Your goal:
Answer these questions from the text on fleets below, one line each:
1. What extension must a fleet configuration file have?
2. For container-based backends, what can nodes be set to?
3. For EFA, what value must public_ips have in the aws backend configuration?

Given text:
Skip to content

Fleets

Fleets act both as pools of instances and as templates for how those instances are provisioned.

dstack supports two kinds of fleets:

Standard fleets

When you run dstack apply to start a dev environment, task, or service, dstack will reuse idle instances
from an existing fleet whenever available.

If no fleet meets the requirements or has idle capacity, dstack can create a new fleet on the fly.
However, it’s generally better to define fleets explicitly in configuration files for greater control.

Apply a configuration

Define a fleet configuration as a YAML file in your project directory. The file must have a .dstack.yml extension (e.g. .dstack.yml or fleet.dstack.yml).

type: fleet
# The name is optional, if not specified, generated randomly
name: my-fleet

# Can be a range or a fixed number
nodes: 2
# Uncomment to ensure instances are inter-connected
#placement: cluster

resources:
  gpu: 24GB

To create or update the fleet, pass the fleet configuration to dstack apply:

$ dstack apply -f examples/misc/fleets/.dstack.yml

Provisioning...
---> 100%

 FLEET     INSTANCE  BACKEND              GPU             PRICE    STATUS  CREATED 
 my-fleet  0         gcp (europe-west-1)  L4:24GB (spot)  $0.1624  idle    3 mins ago      
           1         gcp (europe-west-1)  L4:24GB (spot)  $0.1624  idle    3 mins ago    

Once the status of instances changes to idle, they can be used by dev environments, tasks, and services.

Container-based backends

Container-based backends don’t support pre-provisioning, so nodes can only be set to a range starting with 0.

This means instances are created only when a run starts, and once it finishes, they’re terminated and released back to the provider (either a cloud service or Kubernetes).

type: fleet
# The name is optional, if not specified, generated randomly
name: my-fleet

# Specify the number of instances
nodes: 0..2
# Uncomment to ensure instances are inter-connected
#placement: cluster

resources:
  gpu: 24GB

Configuration options

Nodes

The nodes property controls how many instances to provision and maintain in the fleet:

type: fleet

name: my-fleet

nodes:
  min: 1 # Always maintain at least 1 idle instance. Can be 0.
  target: 2 # (Optional) Provision 2 instances initially
  max: 3 # (Optional) Do not allow more than 3 instances

dstack ensures the fleet always has at least nodes.min instances, creating new instances in the background if necessary. If you don't need to keep instances in the fleet forever, you can set nodes.min to 0. By default, dstack apply also provisions nodes.min instances. The nodes.target property allows provisioning more instances initially than needs to be maintained.

Placement

To ensure instances are interconnected (e.g., for distributed tasks), set placement to cluster. This ensures all instances are provisioned with optimal inter-node connectivity.

AWS

When you create a fleet with AWS, Elastic Fabric Adapter networking is automatically configured if it’s supported for the corresponding instance type. Note, EFA requires the public_ips to be set to false in the aws backend configuration. Otherwise, instances are only connected by the default VPC subnet.

Refer to the EFA example for more details.

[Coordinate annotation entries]

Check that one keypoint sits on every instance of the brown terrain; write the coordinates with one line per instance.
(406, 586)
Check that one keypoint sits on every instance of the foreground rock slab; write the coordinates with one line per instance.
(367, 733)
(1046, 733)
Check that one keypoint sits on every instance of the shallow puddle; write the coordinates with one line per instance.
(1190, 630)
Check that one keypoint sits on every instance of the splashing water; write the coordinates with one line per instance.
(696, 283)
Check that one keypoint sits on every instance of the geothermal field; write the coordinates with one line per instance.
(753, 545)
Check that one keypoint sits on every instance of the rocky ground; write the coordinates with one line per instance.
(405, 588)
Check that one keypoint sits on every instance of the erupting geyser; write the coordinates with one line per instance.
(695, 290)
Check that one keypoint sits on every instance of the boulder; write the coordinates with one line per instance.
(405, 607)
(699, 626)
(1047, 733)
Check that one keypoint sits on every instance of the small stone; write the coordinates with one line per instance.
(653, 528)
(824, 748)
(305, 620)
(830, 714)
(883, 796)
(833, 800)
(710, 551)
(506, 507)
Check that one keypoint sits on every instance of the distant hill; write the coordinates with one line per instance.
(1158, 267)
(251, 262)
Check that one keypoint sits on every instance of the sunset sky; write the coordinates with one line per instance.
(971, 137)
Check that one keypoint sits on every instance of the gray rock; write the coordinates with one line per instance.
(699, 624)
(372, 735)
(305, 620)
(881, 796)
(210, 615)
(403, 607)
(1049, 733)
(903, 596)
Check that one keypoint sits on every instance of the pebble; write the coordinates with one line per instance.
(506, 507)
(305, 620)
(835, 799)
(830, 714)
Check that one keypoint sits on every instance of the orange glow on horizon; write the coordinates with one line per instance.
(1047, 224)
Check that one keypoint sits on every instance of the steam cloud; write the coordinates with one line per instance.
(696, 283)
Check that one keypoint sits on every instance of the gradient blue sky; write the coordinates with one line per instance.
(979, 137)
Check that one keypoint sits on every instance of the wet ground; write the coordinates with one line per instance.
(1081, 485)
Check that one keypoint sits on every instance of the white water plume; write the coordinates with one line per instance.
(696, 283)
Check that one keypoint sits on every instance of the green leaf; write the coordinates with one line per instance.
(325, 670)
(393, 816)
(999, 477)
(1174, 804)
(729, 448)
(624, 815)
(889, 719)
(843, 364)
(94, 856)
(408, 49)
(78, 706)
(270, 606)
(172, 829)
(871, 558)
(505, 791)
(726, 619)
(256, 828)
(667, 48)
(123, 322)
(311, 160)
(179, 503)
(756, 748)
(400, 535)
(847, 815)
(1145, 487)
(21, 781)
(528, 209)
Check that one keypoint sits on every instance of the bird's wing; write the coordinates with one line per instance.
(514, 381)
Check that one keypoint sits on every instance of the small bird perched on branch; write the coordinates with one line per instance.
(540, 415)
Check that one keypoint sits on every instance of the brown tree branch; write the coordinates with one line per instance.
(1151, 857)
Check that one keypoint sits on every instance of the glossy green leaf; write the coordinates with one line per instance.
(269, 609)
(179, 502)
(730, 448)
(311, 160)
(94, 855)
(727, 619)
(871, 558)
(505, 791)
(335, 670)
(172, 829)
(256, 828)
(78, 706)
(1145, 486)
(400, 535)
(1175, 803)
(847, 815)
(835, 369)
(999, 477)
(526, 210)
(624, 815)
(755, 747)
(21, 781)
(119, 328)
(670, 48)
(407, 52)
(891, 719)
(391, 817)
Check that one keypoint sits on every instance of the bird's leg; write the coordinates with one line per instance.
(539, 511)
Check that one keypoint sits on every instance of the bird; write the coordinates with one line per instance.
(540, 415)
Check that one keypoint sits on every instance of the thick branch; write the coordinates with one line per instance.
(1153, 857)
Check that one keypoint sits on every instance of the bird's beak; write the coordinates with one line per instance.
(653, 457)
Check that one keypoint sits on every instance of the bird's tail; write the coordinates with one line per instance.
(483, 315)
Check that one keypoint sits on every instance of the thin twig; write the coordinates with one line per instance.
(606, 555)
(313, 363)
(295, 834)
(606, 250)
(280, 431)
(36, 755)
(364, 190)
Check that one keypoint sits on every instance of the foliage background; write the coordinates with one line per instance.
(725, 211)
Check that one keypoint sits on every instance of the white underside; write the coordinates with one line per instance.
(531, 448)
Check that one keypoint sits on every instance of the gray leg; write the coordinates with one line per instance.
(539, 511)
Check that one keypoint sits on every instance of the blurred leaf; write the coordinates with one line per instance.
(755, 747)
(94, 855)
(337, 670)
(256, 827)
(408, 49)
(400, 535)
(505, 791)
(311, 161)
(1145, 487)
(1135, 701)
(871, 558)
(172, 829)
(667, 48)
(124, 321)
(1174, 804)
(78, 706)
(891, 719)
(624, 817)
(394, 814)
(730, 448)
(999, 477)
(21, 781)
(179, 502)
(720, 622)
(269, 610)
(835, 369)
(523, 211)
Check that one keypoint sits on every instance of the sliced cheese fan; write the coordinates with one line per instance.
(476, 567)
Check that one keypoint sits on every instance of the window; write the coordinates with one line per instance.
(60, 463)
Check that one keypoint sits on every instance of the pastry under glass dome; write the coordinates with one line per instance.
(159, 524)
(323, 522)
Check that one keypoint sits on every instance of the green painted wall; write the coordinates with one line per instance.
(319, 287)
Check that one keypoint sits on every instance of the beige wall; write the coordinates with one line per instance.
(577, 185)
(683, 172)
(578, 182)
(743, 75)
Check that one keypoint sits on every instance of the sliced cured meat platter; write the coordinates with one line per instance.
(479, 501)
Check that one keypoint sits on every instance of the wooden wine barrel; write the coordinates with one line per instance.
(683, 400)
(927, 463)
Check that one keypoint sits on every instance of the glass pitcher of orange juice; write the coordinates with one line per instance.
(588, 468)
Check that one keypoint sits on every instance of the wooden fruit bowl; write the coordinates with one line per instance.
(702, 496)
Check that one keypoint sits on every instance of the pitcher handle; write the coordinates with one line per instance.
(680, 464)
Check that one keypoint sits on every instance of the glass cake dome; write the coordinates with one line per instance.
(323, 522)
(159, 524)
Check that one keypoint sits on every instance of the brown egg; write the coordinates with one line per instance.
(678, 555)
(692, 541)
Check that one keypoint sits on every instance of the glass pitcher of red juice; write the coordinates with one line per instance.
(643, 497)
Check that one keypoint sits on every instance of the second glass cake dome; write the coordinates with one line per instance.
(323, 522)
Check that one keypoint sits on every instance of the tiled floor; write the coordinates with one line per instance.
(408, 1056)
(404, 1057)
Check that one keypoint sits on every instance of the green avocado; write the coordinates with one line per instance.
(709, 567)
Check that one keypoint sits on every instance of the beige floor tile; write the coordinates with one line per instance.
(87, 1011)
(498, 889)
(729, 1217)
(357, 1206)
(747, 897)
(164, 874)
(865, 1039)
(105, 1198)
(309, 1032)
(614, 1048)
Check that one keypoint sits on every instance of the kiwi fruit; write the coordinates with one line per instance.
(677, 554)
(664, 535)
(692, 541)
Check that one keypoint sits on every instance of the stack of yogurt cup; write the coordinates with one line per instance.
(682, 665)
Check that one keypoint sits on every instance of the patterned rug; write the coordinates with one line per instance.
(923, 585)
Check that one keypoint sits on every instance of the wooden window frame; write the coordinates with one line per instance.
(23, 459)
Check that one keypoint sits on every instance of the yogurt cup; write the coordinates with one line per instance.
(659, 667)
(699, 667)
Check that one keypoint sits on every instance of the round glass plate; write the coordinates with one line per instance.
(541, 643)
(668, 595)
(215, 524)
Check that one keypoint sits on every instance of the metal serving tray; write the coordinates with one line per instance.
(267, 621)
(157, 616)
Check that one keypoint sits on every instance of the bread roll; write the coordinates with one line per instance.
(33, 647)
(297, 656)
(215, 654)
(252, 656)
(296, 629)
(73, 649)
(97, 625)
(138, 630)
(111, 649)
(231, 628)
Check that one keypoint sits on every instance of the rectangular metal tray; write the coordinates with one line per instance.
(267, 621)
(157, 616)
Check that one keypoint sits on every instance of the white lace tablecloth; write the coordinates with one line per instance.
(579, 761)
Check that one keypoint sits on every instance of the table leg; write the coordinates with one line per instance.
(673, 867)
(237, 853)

Final answer:
1. .dstack.yml
2. Only a range starting with 0
3. false